Data shown:

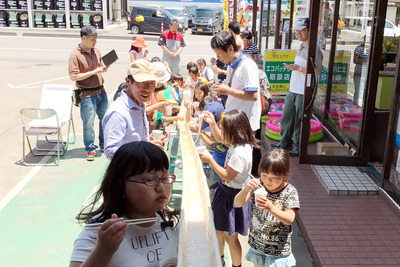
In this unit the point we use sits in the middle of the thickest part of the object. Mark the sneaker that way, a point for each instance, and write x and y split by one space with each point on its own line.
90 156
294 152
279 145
...
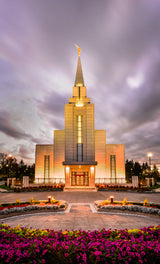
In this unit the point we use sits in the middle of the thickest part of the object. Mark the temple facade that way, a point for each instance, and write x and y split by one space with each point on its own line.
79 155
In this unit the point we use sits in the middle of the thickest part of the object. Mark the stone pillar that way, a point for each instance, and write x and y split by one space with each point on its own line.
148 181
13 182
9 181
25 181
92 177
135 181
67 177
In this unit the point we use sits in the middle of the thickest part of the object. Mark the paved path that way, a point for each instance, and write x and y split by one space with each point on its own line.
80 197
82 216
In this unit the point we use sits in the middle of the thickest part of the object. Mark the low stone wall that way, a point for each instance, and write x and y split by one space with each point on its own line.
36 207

What is expected: Copy out every line of the listing above that contains the word "instance". Matching is case-sensitive.

Full solution:
In this unit the point we use sits in the middle of the thickest part of the object. Mark the sneaker that way, a point for each instance, and write x and y split by one space with each point on its own line.
In this unit the point we use sits in the middle of the thickest part of the object. Mark the temple facade that way, a point for each instance, and write x and y split by one space with each point on its own line.
In this unit the point we use sits in the middle of the thickest part of the object. Mark the stone pillar that way, a point for each instance, and write x and y split by one space with each point on its own line.
In this unit the point we use sits in the middle of the thickest part of the object. Mark the paved path that way, a point for each instance, and write x and y split by one space with each point on its own line.
In this unit the point we use sits in the middle of the thickest part of the object. Mark the low stone wall that way, a point for each instance, and write x and y split by one space with each point on its own line.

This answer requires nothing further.